[start Supplied material]

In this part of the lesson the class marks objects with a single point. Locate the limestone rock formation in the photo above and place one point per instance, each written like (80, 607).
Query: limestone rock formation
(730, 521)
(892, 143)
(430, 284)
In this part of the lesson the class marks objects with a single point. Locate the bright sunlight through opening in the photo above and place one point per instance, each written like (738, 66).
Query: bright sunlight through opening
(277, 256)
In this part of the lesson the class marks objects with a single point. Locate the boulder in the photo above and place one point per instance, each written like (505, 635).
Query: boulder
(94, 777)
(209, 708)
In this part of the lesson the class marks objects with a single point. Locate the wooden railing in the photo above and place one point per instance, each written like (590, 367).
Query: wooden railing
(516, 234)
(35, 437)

[end Supplied material]

• [Short task]
Convert the items above into a two-column CSV with the header text,answer and one row per item. Put each item's text and its answer in quoted fields, replacing any line breaks with spaces.

• [Answer to the task]
text,answer
"In this part of the lesson the class marks objects with a single point. Locate the limestone rock formation in the photo above and place one point per instance, each written like (80, 607). Query: limestone rock formation","(730, 521) (892, 143) (430, 284)"
"In this part of the lesson the class marks objects with a single point. Locate the bright sunlight through opening in the photo above and place one point per instance, each written like (738, 66). Query: bright sunlight through opening","(277, 256)"
"In this part of the lesson the class marks objects with a single point. Locate the boulder in the photo above and place one point per instance, each written like (505, 635). Query: boulder","(94, 777) (209, 708)"
"In this part of the lesson the class marks objects with a single point. Locate the wooden railing in the photo above and place one point per instance, each written like (590, 367). Query: wooden railing","(516, 234) (35, 437)"